Coordinate annotation entries

==*==

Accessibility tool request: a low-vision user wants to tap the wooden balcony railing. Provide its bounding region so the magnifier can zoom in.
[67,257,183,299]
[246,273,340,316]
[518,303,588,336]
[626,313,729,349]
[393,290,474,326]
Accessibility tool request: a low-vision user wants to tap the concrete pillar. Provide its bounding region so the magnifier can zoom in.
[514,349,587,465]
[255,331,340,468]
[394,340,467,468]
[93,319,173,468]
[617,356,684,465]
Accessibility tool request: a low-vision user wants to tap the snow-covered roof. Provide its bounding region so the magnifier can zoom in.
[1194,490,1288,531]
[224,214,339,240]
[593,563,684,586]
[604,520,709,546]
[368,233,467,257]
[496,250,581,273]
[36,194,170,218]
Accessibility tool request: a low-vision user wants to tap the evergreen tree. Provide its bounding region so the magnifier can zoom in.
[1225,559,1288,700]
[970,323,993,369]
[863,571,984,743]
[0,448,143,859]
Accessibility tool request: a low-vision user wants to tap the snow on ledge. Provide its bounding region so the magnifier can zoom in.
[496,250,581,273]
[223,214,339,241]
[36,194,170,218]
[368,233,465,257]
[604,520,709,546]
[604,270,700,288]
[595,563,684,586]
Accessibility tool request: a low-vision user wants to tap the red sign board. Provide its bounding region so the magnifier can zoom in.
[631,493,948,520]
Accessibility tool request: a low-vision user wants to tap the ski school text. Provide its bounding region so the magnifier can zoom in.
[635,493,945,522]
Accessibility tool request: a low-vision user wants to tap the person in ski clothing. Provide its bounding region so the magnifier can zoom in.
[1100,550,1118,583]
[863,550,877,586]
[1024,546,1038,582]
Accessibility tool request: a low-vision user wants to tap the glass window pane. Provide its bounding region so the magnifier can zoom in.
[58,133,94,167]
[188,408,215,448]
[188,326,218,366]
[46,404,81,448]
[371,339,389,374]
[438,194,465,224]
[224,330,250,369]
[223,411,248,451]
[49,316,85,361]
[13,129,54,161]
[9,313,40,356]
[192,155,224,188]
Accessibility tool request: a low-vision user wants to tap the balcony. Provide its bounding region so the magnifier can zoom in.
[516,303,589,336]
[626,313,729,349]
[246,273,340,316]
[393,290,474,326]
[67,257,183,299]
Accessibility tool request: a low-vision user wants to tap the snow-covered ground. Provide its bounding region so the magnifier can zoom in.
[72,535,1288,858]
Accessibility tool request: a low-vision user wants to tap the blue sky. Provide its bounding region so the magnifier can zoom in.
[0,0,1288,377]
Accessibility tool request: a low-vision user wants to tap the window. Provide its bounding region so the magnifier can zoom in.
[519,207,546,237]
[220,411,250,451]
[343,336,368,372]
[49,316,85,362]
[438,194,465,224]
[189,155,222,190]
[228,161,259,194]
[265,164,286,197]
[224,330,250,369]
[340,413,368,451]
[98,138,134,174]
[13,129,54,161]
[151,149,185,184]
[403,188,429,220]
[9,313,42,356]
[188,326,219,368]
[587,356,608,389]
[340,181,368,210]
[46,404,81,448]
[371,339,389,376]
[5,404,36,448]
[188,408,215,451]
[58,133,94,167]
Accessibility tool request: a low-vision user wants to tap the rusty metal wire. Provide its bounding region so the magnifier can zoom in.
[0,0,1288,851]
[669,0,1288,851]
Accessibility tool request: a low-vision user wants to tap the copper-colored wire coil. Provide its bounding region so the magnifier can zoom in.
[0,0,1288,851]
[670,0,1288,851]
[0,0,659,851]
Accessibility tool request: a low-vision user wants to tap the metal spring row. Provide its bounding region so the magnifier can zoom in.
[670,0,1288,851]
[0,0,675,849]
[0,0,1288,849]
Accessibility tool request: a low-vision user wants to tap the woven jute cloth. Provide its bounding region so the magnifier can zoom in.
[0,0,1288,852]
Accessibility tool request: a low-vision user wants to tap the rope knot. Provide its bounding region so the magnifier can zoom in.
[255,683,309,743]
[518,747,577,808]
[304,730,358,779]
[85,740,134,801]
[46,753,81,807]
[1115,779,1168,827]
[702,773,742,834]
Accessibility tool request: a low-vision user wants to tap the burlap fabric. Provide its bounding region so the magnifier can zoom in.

==*==

● REQUIREMENTS: Please put the lines of the listing, from the line containing "tap the glass" up to and including the line containing "[0,0,1288,377]", into a Markdown table with columns n and Line, one row per line and blank lines omitted.

● ANSWER BELOW:
| n | Line |
|---|---|
| 1 | Accessibility tool request: a low-vision user wants to tap the glass window pane. Provide its bounding region so the magnifier can zoom in. |
| 2 | [58,133,94,167] |
| 3 | [188,408,215,448] |
| 4 | [188,326,218,366] |
| 5 | [46,404,81,448] |
| 6 | [371,339,389,374] |
| 7 | [438,194,465,224] |
| 8 | [224,330,250,369] |
| 9 | [223,411,248,451] |
| 10 | [49,316,85,361] |
| 11 | [13,129,54,161] |
| 12 | [9,313,40,356] |
| 13 | [192,155,224,188] |
| 14 | Accessibility tool request: a low-vision user wants to tap the balcony. Provide its bounding region so the magnifier can zoom in. |
| 15 | [516,303,589,336] |
| 16 | [626,313,729,349] |
| 17 | [246,273,340,316] |
| 18 | [393,290,474,326] |
| 19 | [67,257,183,299] |
| 20 | Accessibility tool request: a low-vision user wants to tap the snow-covered ground. Provide its bounding region so the magnifier can zoom in. |
| 21 | [72,535,1288,858] |
| 22 | Accessibility tool request: a low-vision user wants to tap the blue sky. Provide its bounding region so the magnifier can zoom in. |
| 23 | [0,0,1288,377] |